- [Extracted records]:
————

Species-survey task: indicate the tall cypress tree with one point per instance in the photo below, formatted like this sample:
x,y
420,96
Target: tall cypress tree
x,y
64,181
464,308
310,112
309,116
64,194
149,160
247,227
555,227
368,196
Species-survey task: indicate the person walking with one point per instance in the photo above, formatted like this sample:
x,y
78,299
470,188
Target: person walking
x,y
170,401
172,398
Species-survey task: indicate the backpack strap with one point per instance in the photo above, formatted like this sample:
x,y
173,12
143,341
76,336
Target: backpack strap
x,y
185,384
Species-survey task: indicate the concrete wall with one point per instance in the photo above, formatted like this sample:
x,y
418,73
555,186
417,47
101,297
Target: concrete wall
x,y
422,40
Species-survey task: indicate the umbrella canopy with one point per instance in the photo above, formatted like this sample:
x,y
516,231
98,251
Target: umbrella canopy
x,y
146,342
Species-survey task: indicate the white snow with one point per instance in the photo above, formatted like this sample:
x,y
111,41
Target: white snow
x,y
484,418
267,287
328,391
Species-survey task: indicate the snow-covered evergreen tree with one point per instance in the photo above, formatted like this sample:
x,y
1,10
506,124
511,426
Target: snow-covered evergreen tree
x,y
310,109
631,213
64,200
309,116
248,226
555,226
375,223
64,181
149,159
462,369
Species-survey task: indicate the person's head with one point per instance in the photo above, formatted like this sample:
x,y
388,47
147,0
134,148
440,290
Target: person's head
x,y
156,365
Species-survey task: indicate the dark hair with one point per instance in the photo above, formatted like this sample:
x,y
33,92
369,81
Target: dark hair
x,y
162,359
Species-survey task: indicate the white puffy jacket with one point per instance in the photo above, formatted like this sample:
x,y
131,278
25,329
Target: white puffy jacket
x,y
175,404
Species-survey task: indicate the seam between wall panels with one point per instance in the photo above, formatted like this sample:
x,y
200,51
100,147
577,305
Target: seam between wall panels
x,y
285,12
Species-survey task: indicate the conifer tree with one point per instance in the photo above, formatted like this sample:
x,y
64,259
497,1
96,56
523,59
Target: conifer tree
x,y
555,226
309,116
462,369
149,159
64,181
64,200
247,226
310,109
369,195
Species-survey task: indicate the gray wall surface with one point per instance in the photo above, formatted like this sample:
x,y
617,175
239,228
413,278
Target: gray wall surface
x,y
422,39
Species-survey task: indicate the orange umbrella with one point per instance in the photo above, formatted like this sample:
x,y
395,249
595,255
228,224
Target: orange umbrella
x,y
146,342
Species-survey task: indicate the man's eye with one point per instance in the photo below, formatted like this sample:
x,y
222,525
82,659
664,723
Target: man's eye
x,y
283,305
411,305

————

Print these lines again without any changes, covering every one of the records.

- [Final result]:
Species-survey task: indicate the tall cypress tree with one point per instance in the photo below, formatted like this sample:
x,y
420,96
Target: tall cypress tree
x,y
64,181
464,308
310,112
309,116
64,194
149,160
247,227
555,227
368,196
Species-survey task: indicate the person walking with one point per instance in the photo above, formatted like this sample:
x,y
78,299
470,188
Target: person walking
x,y
170,401
172,398
Species-survey task: indicate the backpack strap with one point per instance in the photo above, formatted like this sample:
x,y
173,12
143,341
76,336
Target: backpack strap
x,y
185,384
Species-survey task: indicate the concrete wall with one point per instance in the photo above, formatted like this sample:
x,y
418,73
555,186
417,47
101,297
Target: concrete wall
x,y
422,40
Species-survey task: indicate the umbrella canopy with one point per instance in the photo above, formatted like this sample:
x,y
516,231
98,251
Target: umbrella canopy
x,y
146,342
Species-survey task: indicate the white snow with one point per instance in the photo above, formatted like this sample:
x,y
111,41
Target: white snow
x,y
484,418
267,287
328,391
Species-survey task: indicate the snow-covered evergreen tree with one point per instance in the photo above, formatted like this sample:
x,y
1,10
506,124
511,426
Target: snow-covered evergreen tree
x,y
310,109
631,213
64,200
309,116
248,226
555,226
375,223
64,181
149,159
462,369
Species-survey task: indicate the person's head with one point per instance in the photo above, formatted like this sample:
x,y
388,47
147,0
134,148
440,290
Target: person's head
x,y
156,365
Species-survey task: indicate the dark hair with one point per instance in the photo above, formatted like this sample:
x,y
33,92
369,81
Target: dark hair
x,y
162,359
Species-survey task: indicate the white puffy jacket with one point per instance in the photo above, formatted like this sample:
x,y
131,278
25,329
Target: white puffy jacket
x,y
175,404
Species-survey task: indicate the seam between wall panels with one point per instance in the photo above, formatted like this sample:
x,y
200,51
100,147
577,305
Target: seam between wall panels
x,y
285,12
Species-survey task: indicate the conifer tree with one point per instance in the photo above, formatted like this sample:
x,y
64,259
497,1
96,56
523,59
Target: conifer tree
x,y
555,226
309,116
462,369
149,159
64,181
64,200
247,226
310,109
369,195
Species-survey task: indicate the gray wall surface with one point per instance in the photo above, formatted like this sample:
x,y
617,175
239,228
413,278
Target: gray wall surface
x,y
422,39
Species-survey task: indicate the orange umbrella with one point per instance in the photo above, formatted like this sample:
x,y
395,249
595,255
228,224
Target: orange umbrella
x,y
146,342
Species-survey task: indicate the man's eye with one point per instance in the photo below, formatted like this sample:
x,y
222,525
82,659
664,723
Target: man's eye
x,y
283,305
411,305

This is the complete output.